2 訓練を通じた海洋における公共の安全と秩序の維持への貢献

1 アデン湾における自衛隊と各国などの海賊対処部隊の訓練

14(平成26)年5月の安倍内閣総理大臣とラスムセンNATO事務総長(当時)との会談における合意に基づき、派遣部隊及びNATOの海賊対処部隊は連携の強化及び海賊対処にかかる戦術技量の向上を図ることを目的とし、アデン湾において同年9月と11月に共同訓練を実施した。また、同年10月以降、EU海上部隊、トルコ、パキスタンなどの他国の海賊対処部隊とも共同訓練を実施している。

アデン湾において実施されるこうした訓練は、自衛隊と各国・地域機関などの海賊対処部隊の連携を強化し、海上における公共の安全と秩序の維持に資するものであり、大変重要な意義がある。

2 米国主催国際掃海訓練などへの参加

海自は、アラビア半島周辺海域において米海軍が主催する多国間掃海訓練9に12(同24)年の初回から毎回参加しており、16(同28)年(第4回国際掃海訓練)も参加した。また、17(同29)年5月にバーレーンで実施された米国主催第1回国際海上訓練(指揮所演習)にも海自から要員を派遣した。本訓練への参加は、海自の戦術技量の向上や参加国間の信頼関係の強化に資するものであると同時に、海洋安全保障の維持にも寄与するものであり、グローバルな安全保障環境の改善に資する側面もある。

3 共同訓練などを通じた海洋安全保障分野における協力関係の強化

海自は、16(同28)年6月から8月までの間、ハワイ及び米国西海岸の周辺海空域において実施された、米海軍が主催する多国間共同訓練(RIMPAC201610)に参加した。また、同年9月、ダーウィン(オーストラリア)周辺海域において、オーストラリア海軍が主催する多国間海上共同訓練に参加した。さらに、同年11月、ニュージーランド海軍主催国際観艦式、ADMM(ASEAN Defense Ministers’ Meeting)プラス海洋安全保障実動訓練及びニュージーランド海軍主催多国間共同訓練に参加した。海自は、これらの訓練を通じ、戦術技量の向上を図るとともに、参加国との相互理解の増進や信頼関係の強化を図っている。

こうした共同訓練を通じた参加国との連携の強化は、海洋安全保障の維持に寄与するものであり、大きな意義がある。

参照1節2項(多国間安全保障枠組み・対話における取組)
資料52(多国間共同訓練の参加など(最近3年間))

9 17(平成29)年5月に開催され、指揮所演習を実施した。

10 1971(昭和46)年からほぼ隔年で実施され、今回で25回目となる。海自は、1980(同55)年から参加しており、今回で19回目の参加となった。海自から、護衛艦部隊(護衛艦「ちょうかい」、「ひゅうが」)、掃海部隊、航空部隊(P-3C哨戒機×2機)が参加した。
--
記述課題:
海上での共同訓練についての本文から、「参照1節2項(多国間安全保障枠組み・対話における取組)」で始まり「C哨戒機×2機)が参加した。」に至るまでの部分を、一字も変えずに引用しなさい。

記録データ:
--
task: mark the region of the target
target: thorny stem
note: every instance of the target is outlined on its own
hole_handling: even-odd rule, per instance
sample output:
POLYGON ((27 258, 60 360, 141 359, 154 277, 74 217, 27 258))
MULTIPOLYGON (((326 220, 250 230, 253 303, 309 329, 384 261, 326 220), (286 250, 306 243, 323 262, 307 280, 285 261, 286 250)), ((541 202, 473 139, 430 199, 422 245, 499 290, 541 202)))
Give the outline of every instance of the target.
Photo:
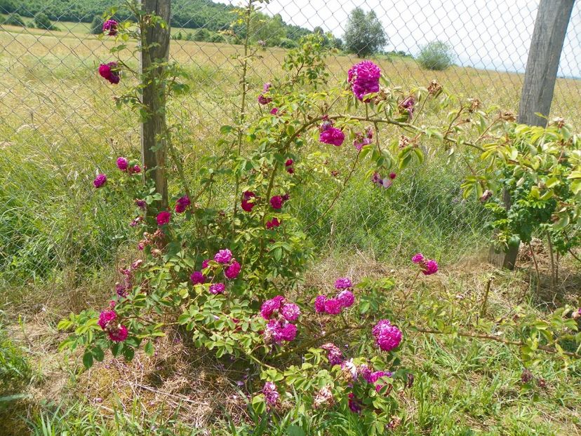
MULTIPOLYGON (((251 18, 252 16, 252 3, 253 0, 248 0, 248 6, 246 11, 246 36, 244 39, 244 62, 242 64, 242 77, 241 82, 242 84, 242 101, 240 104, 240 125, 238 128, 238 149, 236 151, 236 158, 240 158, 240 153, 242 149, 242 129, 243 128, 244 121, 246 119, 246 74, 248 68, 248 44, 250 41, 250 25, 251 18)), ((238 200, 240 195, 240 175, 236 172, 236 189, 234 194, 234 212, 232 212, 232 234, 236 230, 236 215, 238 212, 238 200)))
--
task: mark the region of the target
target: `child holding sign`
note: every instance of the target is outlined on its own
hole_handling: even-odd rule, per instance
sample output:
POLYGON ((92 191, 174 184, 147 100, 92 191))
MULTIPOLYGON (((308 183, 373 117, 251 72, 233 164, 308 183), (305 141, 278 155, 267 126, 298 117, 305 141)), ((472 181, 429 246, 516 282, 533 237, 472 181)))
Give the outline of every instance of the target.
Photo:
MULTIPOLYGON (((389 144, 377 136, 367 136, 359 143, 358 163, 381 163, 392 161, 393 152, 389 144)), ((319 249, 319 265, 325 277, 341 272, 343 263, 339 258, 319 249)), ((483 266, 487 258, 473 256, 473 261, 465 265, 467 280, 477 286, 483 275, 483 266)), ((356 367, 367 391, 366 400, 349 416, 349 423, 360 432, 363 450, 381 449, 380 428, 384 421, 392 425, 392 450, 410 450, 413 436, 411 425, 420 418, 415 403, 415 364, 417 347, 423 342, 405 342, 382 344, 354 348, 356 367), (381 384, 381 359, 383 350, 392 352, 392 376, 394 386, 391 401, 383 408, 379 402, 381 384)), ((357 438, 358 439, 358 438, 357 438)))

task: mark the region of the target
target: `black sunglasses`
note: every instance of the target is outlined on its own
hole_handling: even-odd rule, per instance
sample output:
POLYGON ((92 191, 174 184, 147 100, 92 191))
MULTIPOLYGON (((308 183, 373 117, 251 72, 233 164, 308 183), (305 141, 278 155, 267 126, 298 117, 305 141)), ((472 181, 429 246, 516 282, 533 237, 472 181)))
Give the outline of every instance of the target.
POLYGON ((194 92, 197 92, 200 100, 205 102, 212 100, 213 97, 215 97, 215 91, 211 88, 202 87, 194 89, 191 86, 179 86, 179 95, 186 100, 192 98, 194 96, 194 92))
--
練習問題の解答:
参照1節2項(多国間安全保障枠組み・対話における取組)
資料52(多国間共同訓練の参加など(最近3年間))

9 17(平成29)年5月に開催され、指揮所演習を実施した。

10 1971(昭和46)年からほぼ隔年で実施され、今回で25回目となる。海自は、1980(同55)年から参加しており、今回で19回目の参加となった。海自から、護衛艦部隊(護衛艦「ちょうかい」、「ひゅうが」)、掃海部隊、航空部隊(P-3C哨戒機×2機)が参加した。